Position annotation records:

=-=-=-=-=

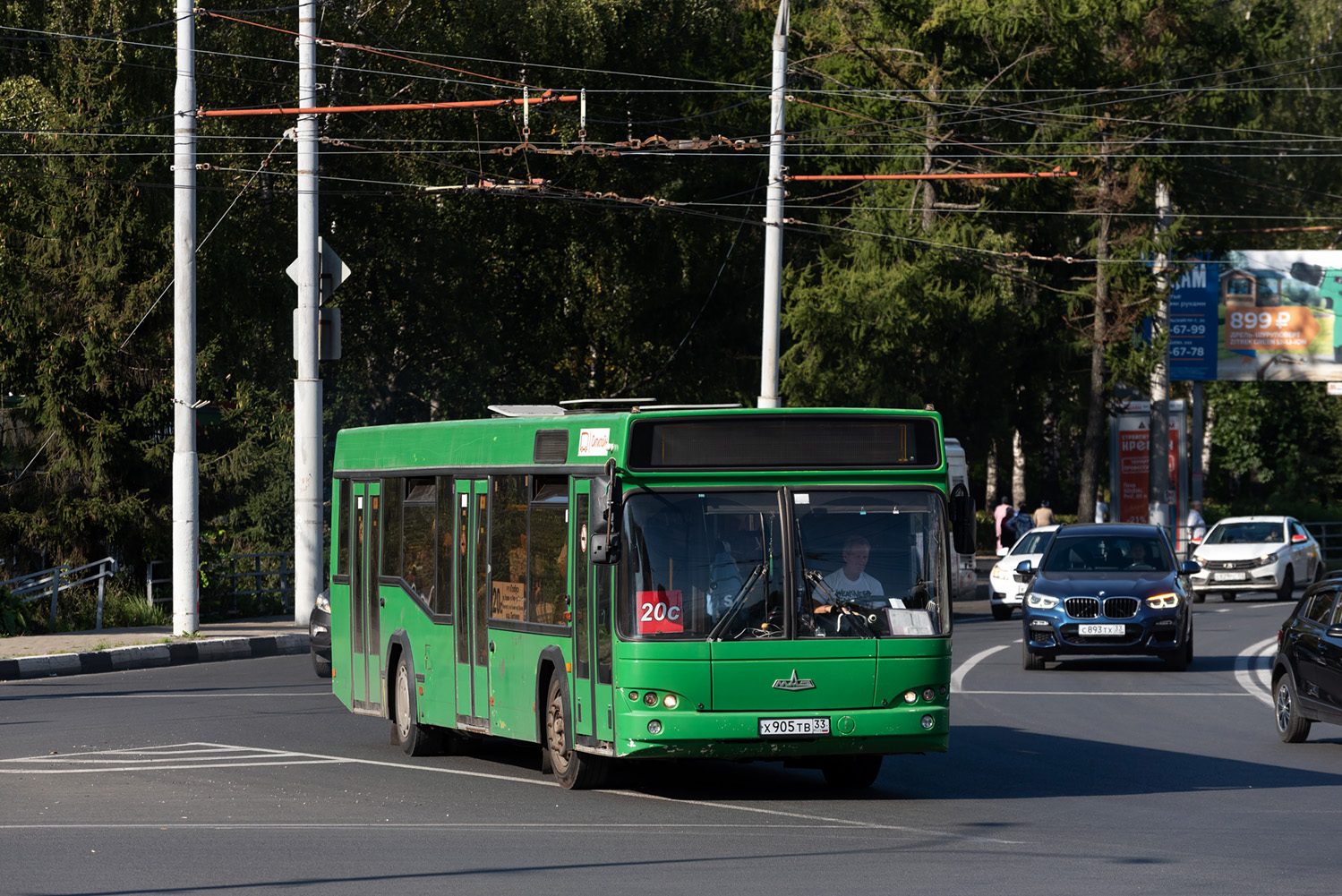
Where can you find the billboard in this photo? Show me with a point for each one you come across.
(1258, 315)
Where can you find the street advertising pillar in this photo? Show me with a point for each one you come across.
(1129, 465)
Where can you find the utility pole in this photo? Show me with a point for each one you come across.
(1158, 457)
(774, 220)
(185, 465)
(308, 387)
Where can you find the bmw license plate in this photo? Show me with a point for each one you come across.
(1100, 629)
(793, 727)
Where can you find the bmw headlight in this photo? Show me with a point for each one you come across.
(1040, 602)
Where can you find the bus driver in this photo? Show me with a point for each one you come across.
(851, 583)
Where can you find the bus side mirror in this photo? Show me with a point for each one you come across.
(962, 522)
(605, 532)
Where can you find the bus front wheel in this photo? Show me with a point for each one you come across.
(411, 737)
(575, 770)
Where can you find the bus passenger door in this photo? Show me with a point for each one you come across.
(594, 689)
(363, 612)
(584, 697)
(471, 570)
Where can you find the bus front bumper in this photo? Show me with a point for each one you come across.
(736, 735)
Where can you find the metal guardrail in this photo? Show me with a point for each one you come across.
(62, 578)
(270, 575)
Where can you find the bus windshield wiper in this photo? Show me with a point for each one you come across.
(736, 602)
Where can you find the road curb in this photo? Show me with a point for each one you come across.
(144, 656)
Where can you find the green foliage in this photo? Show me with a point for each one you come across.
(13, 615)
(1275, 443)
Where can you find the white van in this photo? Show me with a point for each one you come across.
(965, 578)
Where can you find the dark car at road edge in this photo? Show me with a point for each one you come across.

=-=-=-=-=

* Instructions for the task
Return all of the items above line for line, without changing anything. Leave out the pictures.

* Task result
Where can you find the billboard in this photo? Show me with a point for each one you come across.
(1258, 315)
Where can you find the street advertising pillar in this photo? Show me with a point for each one you come across.
(1129, 465)
Where can you find the utility pole in this photo? Show me with a point for each one you come across.
(1158, 457)
(774, 220)
(185, 465)
(308, 387)
Where can you find the bmw license plate in this photo? Show me with a point for each one you come across.
(1100, 629)
(793, 727)
Where can you find the bmw headlight in this photo? Show me with a point for each one you come across.
(1040, 602)
Where can you find the bus driver in this photo? Show me with a point for each one you come across.
(851, 583)
Where can you find the bus side mirror in this photo? Show me with a point for each one you come across.
(962, 522)
(605, 532)
Where can you find the bus front wheel in this photo? Show me with a point for each one you come across.
(411, 737)
(575, 770)
Where can you find the bus passenger door in this photo? Show me with a point for each one you come across.
(594, 689)
(363, 612)
(584, 697)
(471, 570)
Where can you find the bus front bumper in this photo? Show me with a point for each one you come across.
(736, 735)
Where can you find the metal guardrail in this photo? Show me with a point for each one you come across.
(62, 578)
(270, 575)
Where can you find the bus windshield wiper in this photo? Show me with a point for each one you come across.
(736, 602)
Where can you find the road curb in this photo? Show me with a point for each one you come across.
(144, 656)
Where can you find the green foliage in this photo? Show me with a point for each one you come across.
(13, 615)
(1275, 443)
Where can you find the white van in this photo? Show me with a point for each one you come across.
(965, 578)
Where can you find the dark car at road edge in this photo? Show me with a point for each one you come across.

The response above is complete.